## EXTRACTED TEXT
The End of the World, and a Beginning
Nick Mamatas is an author (see Sensation and You Might Sleep) and an editor at Haikasoru.
It may seem mercenary, or perhaps just odd, to suggest that everyone read the exact Japanese SF novel I’ve just finished editing, but I’m going to do it anyway. Project Itoh’s debut novel Genocidal Organ will be published by Haikasoru in August 2012, and I highly recommend it.
Due to the nature of our acquisition and translation processes, I am often surprised by the course of the plots of our books, just as a reader is. Genocidal Organ starts off typically enough: in the near future the world is being torn apart by war, and only a brave and particularly intelligent American military man can save the planet by thwarting a conspiracy. Good stuff, sure, but then the book takes a strange and thrilling turn. Anyone who follows online discussions of SF and fandom will have come across recent discussions of evolutionary psychology, the limits of rationality, and the so-called “rape modules” supposedly embedded in the brains of human males. Itoh also deals with these concepts, but turns them on their head in a way that’s both terrifying and awesome. There’s also this killer line: “I’ll fight to the death for my family’s right to eat as many Big Macs as they like and then throw away whatever they can’t eat.”

(Stored data entries)
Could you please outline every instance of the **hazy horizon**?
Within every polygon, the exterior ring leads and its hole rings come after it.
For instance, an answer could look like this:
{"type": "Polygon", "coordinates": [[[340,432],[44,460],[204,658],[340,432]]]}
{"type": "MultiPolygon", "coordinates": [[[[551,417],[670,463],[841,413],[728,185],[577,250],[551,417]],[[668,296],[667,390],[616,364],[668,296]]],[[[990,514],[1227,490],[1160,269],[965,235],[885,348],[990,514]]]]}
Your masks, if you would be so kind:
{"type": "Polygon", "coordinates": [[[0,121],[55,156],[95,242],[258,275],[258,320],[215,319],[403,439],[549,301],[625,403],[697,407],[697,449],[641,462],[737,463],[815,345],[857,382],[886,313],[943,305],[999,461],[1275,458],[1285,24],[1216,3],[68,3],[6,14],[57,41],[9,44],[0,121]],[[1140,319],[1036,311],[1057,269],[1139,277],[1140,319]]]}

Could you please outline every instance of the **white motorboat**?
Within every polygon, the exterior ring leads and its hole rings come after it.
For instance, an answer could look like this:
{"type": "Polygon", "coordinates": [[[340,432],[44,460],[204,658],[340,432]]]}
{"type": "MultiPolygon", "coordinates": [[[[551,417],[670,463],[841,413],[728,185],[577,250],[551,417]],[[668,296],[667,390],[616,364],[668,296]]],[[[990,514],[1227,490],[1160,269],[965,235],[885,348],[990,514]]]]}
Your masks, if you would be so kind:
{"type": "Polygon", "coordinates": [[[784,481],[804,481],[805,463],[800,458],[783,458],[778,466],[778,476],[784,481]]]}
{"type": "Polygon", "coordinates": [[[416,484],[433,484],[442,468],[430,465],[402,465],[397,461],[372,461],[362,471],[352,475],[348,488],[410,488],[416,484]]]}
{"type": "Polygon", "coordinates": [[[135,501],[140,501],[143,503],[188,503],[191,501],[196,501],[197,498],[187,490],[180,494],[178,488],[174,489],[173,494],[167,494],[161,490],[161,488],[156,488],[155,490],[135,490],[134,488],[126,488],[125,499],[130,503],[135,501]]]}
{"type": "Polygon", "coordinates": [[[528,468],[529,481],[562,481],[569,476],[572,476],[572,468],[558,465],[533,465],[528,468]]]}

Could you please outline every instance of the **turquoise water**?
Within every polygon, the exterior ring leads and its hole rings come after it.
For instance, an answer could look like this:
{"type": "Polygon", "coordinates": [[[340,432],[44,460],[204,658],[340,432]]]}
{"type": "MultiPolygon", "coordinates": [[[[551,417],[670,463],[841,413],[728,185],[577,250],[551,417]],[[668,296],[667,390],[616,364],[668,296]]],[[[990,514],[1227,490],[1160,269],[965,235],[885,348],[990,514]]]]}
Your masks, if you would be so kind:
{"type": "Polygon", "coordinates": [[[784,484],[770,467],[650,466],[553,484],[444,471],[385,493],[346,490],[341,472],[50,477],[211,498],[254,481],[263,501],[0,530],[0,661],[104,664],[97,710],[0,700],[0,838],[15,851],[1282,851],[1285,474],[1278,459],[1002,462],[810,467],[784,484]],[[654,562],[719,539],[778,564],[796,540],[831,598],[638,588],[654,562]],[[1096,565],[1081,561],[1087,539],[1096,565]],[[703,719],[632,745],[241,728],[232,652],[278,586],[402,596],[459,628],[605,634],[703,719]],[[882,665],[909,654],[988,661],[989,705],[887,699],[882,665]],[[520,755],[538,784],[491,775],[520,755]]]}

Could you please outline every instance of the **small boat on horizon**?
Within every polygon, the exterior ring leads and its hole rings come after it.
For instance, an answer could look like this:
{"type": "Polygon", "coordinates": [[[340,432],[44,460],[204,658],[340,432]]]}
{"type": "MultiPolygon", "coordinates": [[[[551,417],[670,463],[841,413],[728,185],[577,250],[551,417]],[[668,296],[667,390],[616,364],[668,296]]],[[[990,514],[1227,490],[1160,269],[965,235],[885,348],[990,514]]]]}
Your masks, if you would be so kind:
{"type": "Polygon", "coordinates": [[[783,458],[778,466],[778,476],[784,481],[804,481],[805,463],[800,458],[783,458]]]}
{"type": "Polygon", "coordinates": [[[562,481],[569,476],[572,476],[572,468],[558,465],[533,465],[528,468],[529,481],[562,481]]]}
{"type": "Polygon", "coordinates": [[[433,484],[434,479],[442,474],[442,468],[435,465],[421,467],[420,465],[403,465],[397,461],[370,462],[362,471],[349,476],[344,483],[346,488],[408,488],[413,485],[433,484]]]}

## WORK INSTRUCTIONS
From the text above about Project Itoh's novel, reproduce word for word the passage that begins at "The End of the" and ends after "highly recommend it.".

## EXERCISE RESULT
The End of the World, and a Beginning
Nick Mamatas is an author (see Sensation and You Might Sleep) and an editor at Haikasoru.
It may seem mercenary, or perhaps just odd, to suggest that everyone read the exact Japanese SF novel I’ve just finished editing, but I’m going to do it anyway. Project Itoh’s debut novel Genocidal Organ will be published by Haikasoru in August 2012, and I highly recommend it.